■ Aufgabe ■
Gib die folgende Liste erneut aus und setze dabei überall „antenna“ an die Stelle von „satellite dish“, ohne sonst etwas zu ändern. Die Bilder sollen in deiner Ausgabe nicht vorkommen.

■ Zu bearbeitende Liste ■
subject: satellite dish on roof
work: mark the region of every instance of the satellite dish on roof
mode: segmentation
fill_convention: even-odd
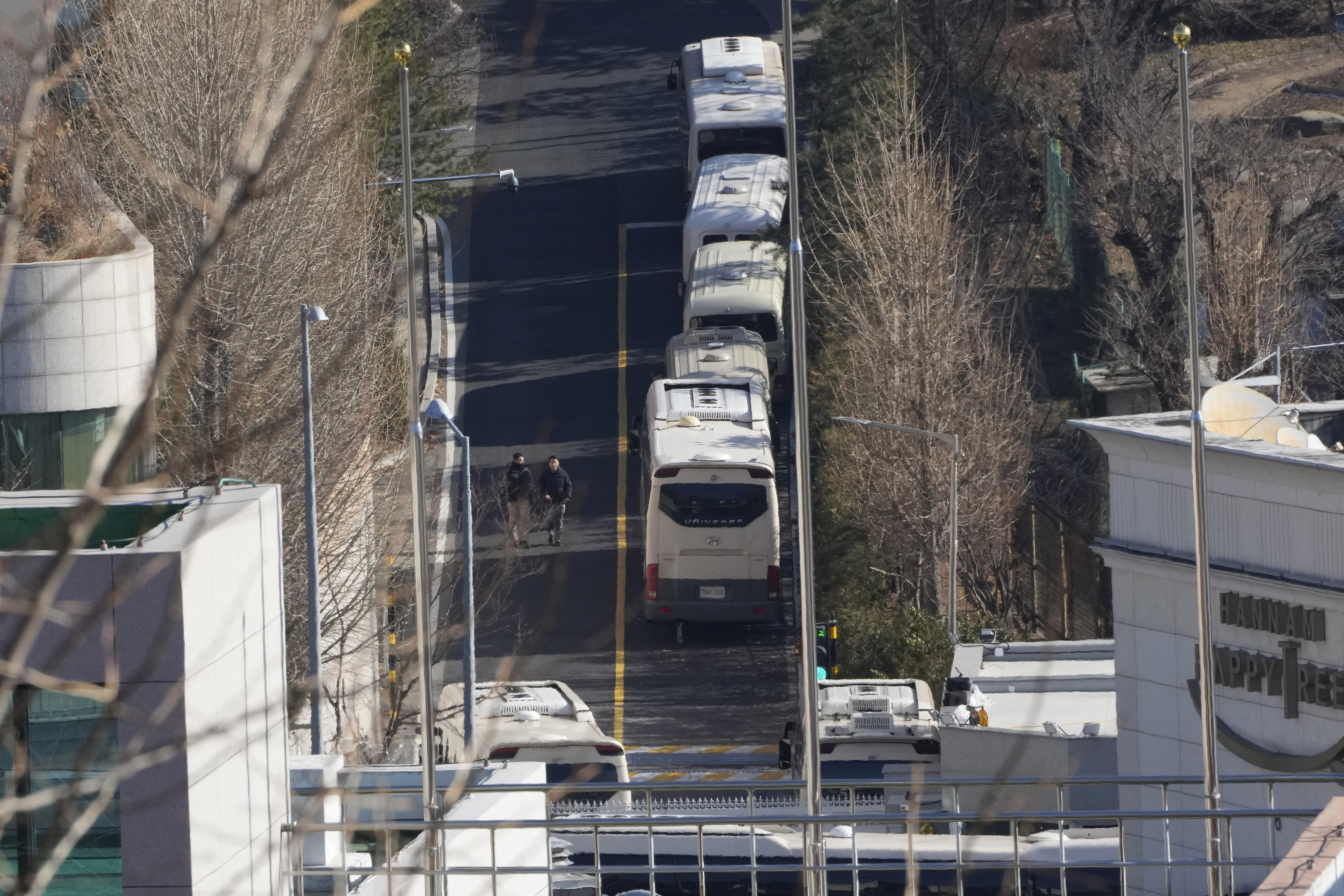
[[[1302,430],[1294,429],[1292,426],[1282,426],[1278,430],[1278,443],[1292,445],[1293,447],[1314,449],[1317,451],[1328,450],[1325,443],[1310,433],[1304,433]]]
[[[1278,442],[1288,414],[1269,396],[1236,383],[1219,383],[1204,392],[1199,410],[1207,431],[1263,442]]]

■ Lösung ■
subject: antenna on roof
work: mark the region of every instance of the antenna on roof
mode: segmentation
fill_convention: even-odd
[[[1302,430],[1294,429],[1292,426],[1282,426],[1278,430],[1278,443],[1292,445],[1293,447],[1314,449],[1317,451],[1328,450],[1325,443],[1310,433],[1304,433]]]
[[[1278,442],[1288,414],[1269,396],[1236,383],[1219,383],[1204,392],[1199,410],[1207,431],[1263,442]]]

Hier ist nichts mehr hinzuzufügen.